### Required action
Would you write out the lines from the one containing "Crop-scouting request: mark the shoulder" to the end of the records below, exactly and in full, please?

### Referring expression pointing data
######

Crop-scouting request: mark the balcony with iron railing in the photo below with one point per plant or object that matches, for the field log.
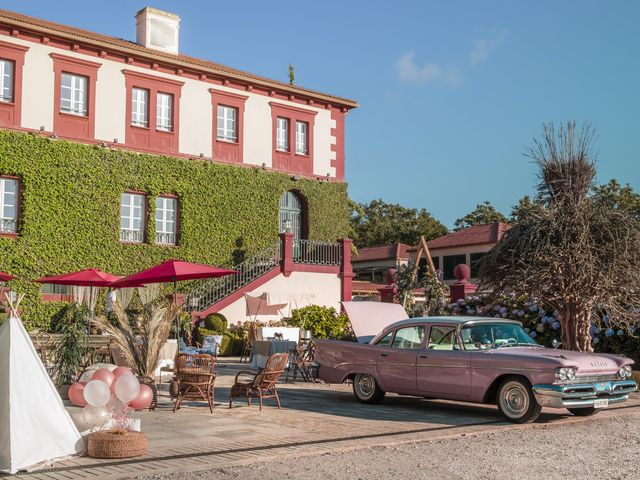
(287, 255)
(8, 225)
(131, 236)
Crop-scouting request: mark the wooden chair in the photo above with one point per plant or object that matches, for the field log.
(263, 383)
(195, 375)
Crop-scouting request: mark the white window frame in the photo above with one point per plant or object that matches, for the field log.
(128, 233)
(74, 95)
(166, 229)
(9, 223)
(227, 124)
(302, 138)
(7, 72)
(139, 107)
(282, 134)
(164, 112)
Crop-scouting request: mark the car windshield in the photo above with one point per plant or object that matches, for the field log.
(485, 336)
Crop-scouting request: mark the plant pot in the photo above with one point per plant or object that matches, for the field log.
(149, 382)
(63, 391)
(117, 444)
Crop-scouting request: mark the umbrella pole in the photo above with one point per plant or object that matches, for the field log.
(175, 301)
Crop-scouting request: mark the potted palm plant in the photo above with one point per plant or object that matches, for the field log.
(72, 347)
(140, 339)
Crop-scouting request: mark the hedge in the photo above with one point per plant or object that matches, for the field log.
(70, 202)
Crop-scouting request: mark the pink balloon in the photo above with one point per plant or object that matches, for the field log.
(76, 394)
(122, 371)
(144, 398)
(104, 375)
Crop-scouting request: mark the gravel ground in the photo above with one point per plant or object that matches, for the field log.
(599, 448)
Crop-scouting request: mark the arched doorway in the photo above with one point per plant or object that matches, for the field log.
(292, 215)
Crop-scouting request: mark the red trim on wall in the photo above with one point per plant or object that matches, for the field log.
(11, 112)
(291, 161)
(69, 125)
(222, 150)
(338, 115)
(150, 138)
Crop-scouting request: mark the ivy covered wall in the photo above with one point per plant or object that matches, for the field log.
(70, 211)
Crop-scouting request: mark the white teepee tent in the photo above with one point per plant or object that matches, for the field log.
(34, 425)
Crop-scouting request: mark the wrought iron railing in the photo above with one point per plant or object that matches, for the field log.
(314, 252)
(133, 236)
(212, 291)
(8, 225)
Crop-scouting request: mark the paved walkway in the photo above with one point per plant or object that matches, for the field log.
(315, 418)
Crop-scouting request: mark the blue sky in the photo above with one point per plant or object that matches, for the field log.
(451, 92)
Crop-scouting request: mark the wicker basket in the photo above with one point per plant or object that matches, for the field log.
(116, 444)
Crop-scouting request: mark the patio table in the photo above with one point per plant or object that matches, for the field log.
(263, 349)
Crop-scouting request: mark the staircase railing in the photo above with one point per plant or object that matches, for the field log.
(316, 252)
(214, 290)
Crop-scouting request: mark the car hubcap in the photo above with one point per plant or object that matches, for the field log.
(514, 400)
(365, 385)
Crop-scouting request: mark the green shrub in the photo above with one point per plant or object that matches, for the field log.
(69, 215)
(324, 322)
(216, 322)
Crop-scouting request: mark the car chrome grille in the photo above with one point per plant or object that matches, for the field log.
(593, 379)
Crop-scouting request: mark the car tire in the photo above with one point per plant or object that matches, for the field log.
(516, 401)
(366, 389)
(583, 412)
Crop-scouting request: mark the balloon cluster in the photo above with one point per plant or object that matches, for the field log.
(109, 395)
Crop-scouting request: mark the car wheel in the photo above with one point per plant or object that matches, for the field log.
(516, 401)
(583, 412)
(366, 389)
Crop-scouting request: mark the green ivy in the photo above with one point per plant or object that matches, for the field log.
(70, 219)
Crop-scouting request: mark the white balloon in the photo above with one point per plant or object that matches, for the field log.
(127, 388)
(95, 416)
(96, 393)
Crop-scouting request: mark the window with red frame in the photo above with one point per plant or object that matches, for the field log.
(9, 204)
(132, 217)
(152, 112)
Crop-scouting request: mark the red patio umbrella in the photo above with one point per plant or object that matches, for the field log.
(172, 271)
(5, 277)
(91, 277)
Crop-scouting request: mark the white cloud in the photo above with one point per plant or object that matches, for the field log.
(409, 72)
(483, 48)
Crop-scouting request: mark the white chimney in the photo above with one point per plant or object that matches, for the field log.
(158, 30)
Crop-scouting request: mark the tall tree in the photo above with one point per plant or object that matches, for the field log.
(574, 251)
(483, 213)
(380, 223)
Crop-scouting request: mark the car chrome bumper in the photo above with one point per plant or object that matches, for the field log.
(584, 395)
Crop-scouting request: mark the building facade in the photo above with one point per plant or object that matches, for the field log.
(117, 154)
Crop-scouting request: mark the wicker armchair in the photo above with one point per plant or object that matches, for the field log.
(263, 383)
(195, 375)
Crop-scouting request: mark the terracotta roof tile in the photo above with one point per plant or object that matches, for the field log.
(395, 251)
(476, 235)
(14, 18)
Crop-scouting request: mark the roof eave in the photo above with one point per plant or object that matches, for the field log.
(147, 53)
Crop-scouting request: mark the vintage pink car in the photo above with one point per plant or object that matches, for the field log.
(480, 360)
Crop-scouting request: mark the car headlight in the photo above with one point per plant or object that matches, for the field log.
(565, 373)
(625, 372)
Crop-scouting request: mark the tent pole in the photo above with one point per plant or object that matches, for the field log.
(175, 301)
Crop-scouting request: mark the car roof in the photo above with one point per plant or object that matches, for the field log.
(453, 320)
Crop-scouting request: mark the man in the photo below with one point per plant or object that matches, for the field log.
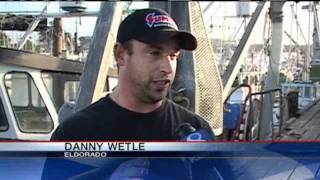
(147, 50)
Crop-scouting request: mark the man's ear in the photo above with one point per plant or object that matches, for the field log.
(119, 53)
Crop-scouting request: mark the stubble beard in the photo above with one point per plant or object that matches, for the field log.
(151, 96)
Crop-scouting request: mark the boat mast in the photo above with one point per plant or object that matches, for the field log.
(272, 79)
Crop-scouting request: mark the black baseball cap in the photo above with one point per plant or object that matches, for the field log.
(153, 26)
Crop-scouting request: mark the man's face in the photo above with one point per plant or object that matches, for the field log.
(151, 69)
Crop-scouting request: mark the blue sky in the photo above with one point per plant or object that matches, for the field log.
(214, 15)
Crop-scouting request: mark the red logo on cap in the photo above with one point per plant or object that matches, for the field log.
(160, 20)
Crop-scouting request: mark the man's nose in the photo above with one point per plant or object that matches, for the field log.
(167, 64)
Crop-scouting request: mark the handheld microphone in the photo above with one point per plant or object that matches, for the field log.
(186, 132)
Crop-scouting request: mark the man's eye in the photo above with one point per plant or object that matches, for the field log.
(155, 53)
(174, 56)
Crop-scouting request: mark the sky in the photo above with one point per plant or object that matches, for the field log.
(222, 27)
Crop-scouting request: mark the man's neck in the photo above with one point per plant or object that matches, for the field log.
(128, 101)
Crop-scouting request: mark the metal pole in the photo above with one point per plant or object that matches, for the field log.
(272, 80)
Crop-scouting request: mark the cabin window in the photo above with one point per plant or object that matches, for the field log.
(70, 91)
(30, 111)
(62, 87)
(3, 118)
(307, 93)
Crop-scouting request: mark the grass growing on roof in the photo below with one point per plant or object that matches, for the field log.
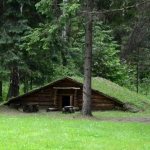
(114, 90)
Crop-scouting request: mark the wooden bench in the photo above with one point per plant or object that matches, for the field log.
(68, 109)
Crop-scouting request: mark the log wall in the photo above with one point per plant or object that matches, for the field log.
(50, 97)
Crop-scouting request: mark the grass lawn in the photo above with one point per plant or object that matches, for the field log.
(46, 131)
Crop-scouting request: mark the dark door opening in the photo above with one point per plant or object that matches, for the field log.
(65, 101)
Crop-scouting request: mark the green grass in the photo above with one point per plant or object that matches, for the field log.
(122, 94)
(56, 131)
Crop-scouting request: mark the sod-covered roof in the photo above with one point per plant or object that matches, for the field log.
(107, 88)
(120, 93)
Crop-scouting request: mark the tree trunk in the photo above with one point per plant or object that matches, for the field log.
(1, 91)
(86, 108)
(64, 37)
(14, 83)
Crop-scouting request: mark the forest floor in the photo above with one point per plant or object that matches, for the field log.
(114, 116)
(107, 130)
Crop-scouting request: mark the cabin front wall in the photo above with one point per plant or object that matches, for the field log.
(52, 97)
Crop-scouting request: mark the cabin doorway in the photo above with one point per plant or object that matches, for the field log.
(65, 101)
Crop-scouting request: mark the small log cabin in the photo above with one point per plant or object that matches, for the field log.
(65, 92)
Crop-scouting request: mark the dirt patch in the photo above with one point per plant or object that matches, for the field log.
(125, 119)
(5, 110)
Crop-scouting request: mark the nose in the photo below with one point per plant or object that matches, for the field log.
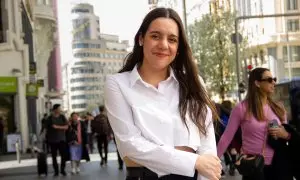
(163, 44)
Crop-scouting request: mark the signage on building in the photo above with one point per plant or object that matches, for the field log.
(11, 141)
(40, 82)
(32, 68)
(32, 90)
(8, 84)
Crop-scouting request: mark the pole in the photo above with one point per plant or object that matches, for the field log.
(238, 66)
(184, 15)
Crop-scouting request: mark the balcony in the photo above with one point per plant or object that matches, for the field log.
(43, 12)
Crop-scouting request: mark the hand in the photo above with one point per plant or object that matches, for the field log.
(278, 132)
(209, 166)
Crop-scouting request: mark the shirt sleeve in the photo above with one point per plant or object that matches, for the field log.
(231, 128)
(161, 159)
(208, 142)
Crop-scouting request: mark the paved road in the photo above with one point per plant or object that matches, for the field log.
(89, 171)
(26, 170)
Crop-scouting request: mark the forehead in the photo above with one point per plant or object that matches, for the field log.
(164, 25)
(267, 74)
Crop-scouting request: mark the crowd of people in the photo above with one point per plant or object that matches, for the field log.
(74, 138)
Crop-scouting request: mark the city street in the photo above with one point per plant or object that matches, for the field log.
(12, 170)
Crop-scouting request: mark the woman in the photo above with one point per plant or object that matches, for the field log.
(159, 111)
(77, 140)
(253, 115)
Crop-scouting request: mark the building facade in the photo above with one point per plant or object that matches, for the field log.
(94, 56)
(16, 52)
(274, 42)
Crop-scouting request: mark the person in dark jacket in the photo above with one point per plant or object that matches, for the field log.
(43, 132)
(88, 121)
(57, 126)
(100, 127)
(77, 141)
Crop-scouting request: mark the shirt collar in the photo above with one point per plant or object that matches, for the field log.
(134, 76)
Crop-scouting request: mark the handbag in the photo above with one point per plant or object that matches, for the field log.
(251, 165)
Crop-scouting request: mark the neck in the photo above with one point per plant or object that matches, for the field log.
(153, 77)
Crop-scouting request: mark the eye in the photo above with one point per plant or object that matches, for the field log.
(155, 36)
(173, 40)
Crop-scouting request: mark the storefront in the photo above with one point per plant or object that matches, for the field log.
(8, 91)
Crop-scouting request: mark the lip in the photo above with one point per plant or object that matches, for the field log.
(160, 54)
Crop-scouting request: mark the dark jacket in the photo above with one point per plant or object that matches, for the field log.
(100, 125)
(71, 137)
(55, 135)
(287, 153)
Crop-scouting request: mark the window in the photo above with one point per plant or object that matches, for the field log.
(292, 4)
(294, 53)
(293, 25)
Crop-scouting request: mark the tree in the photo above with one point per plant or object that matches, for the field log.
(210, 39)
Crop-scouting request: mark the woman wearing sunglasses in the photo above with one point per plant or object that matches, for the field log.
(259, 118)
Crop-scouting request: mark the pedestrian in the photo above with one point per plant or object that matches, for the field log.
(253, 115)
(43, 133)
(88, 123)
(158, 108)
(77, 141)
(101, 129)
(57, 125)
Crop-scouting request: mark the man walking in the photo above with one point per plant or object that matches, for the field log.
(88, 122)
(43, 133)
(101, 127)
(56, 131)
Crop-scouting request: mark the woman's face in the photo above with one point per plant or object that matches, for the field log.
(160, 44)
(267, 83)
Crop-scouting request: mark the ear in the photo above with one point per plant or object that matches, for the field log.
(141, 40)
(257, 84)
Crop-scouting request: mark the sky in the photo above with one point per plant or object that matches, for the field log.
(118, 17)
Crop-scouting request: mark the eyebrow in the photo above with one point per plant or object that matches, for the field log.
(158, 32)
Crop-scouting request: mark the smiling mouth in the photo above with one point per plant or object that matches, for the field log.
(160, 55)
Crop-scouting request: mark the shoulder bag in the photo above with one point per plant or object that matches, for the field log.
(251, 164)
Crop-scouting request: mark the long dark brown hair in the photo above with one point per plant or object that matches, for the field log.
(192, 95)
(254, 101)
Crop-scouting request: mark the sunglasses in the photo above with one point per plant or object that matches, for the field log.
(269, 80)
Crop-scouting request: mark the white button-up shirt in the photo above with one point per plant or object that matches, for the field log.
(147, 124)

######

### Output of the task
Crop-scouting request: mark the shoulder bag in the photo above with one point per plant or object that matches, for the field log.
(251, 164)
Crop-scouting request: mark the long dark brown hair in the photo above with one point per plant or object that matches, for the field log.
(192, 95)
(254, 101)
Crop-scouting request: mark the sunglasses in the photo above with one point per plant or object that matches, for the field log.
(269, 80)
Crop-scouting request: mark the white button-up shirt in the photo above with one point per plant or object that matches, for the field log.
(147, 124)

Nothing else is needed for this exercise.